Provided passage.
• • • •

BioWorld International Correspondent

LONDON - Dividing cells appear to play a tug-of-war game over the pool of chromosomes they need to share, new research suggests. The discovery could help scientists understand what goes wrong when that cellular battle fails to be settled satisfactorily, resulting in cells that have too many chromosomes, or too few.

Tomoyuki Tanaka, principal investigator in the Division of Gene Regulation and Expression at the Wellcome Trust Biocentre at the University of Dundee, UK, told BioWorld International: "Proper inheritance of chromosomes is very important, because if cells do not inherit the right chromosomes, they might die, become transformed into malignant cells or cause congenital diseases such as Down syndrome. Our work is significant because uncovering the mechanism for proper inheritance of chromosomes might provide the chance to discover how diseases such as cancer develop."

Exactly how daughter cells get all their chromosomes has been a mystery until now. All human cells, except eggs and sperm, contain 46 chromosomes. When a cell divides, it first has to copy those chromosomes, which then need to be separated so that a complete set goes to each daughter cell. The pairs of chromosomes remain stuck to each other right up to the moment before cell division takes place.

Researchers had hypothesized that perhaps the existence of some kind of tension between the two sides allowed the daughter cells to ensure that they had connected to the right chromosomes. The work by Tanaka and colleagues, together with a collaborator in Vienna, Austria, now has demonstrated that tension, in the form of a tug-of-war game, plays a key role in achieving correct allocation of the chromosomes.

They report their findings in a paper in the Feb. 11, 2004, issue of Nature, titled "Tension between two kinetochores suffices for their bi-orientation on the mitotic spindle."

Tanaka's group worked on yeast cells, but believes that the mechanism for cell division is the same in human cells. Each chromosome has a centromere (or kinetochore), which functions as a hook onto which the microtubules of the cell attach. Microtubules are rope-like organelles involved in moving cellular components.

• • • •

Extracted information.
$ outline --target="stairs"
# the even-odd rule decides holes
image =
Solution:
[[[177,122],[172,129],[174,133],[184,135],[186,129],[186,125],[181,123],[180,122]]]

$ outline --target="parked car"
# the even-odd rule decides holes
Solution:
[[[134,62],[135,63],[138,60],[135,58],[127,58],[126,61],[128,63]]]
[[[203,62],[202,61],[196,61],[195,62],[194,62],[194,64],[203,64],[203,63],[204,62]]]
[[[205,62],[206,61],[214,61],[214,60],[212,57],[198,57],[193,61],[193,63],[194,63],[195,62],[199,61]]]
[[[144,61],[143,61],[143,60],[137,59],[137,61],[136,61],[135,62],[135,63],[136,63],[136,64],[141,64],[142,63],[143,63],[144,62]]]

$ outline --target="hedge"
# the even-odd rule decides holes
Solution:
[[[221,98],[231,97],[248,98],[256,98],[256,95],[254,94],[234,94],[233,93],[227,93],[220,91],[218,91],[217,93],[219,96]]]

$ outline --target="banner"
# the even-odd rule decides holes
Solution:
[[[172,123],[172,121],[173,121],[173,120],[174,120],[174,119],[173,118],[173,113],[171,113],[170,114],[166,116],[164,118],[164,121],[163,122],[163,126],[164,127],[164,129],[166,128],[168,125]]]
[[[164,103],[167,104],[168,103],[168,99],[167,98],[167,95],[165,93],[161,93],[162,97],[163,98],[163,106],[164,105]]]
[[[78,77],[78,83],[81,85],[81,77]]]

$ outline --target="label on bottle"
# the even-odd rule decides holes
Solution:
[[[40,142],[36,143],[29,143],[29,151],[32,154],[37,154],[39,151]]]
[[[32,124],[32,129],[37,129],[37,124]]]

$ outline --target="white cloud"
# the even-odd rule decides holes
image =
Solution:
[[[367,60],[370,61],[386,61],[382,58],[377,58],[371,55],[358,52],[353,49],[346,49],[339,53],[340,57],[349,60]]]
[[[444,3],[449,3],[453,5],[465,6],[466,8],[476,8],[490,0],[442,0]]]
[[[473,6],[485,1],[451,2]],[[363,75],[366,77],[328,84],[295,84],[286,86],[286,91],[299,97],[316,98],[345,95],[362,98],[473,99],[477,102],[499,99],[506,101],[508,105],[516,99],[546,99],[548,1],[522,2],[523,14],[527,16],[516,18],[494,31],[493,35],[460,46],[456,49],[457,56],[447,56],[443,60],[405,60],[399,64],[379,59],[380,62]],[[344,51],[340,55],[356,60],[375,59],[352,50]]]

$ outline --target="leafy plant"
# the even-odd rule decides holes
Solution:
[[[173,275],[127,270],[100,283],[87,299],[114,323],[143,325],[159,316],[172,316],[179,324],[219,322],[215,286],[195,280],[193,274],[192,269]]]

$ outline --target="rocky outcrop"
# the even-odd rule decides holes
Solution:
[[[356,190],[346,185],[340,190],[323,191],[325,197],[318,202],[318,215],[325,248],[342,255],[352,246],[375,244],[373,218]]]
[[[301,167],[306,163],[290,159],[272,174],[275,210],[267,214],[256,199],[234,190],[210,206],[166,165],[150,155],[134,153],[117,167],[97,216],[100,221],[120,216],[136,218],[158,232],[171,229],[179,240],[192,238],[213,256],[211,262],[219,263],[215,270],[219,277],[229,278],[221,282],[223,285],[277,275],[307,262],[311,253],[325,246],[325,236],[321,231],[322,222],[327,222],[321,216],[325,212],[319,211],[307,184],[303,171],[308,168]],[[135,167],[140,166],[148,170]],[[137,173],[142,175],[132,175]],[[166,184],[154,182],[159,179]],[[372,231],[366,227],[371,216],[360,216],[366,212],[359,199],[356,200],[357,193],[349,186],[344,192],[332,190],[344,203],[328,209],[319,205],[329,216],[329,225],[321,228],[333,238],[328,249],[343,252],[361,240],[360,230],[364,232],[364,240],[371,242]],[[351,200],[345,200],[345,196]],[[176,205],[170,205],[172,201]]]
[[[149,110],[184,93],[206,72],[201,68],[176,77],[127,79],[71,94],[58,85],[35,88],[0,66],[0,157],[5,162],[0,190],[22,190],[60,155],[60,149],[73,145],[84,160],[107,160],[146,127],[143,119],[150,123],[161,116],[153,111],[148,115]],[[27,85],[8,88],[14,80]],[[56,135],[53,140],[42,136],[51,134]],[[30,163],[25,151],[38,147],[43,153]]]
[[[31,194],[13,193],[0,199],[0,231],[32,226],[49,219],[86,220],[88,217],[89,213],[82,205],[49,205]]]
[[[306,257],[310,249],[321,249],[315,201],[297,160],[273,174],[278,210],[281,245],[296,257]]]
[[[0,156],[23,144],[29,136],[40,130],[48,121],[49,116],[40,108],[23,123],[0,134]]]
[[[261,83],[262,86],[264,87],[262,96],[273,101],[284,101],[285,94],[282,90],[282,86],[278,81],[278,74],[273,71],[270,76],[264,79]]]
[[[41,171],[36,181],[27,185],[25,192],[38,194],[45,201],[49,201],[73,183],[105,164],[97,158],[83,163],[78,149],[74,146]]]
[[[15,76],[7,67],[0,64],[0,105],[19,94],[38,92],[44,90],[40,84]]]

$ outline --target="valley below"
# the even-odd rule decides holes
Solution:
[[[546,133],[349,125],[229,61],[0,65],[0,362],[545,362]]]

• • • •

Required work.
1. Answer from the article on chromosome inheritance:
(a) How many chromosomes do all human cells contain, apart from eggs and sperm?
(b) Which issue of Nature carries the paper?
(c) What kind of cells did Tanaka's group work on?
2. Reproduce verbatim the part of the article on chromosome inheritance that opens with the words containing "Researchers had hypothesized" and closes with "of the chromosomes.".
The entries play no part in the work that comes next.

Responses by task.
1.
(a) 46 chromosomes.
(b) The Feb. 11, 2004, issue.
(c) Yeast cells.

2.
Researchers had hypothesized that perhaps the existence of some kind of tension between the two sides allowed the daughter cells to ensure that they had connected to the right chromosomes. The work by Tanaka and colleagues, together with a collaborator in Vienna, Austria, now has demonstrated that tension, in the form of a tug-of-war game, plays a key role in achieving correct allocation of the chromosomes.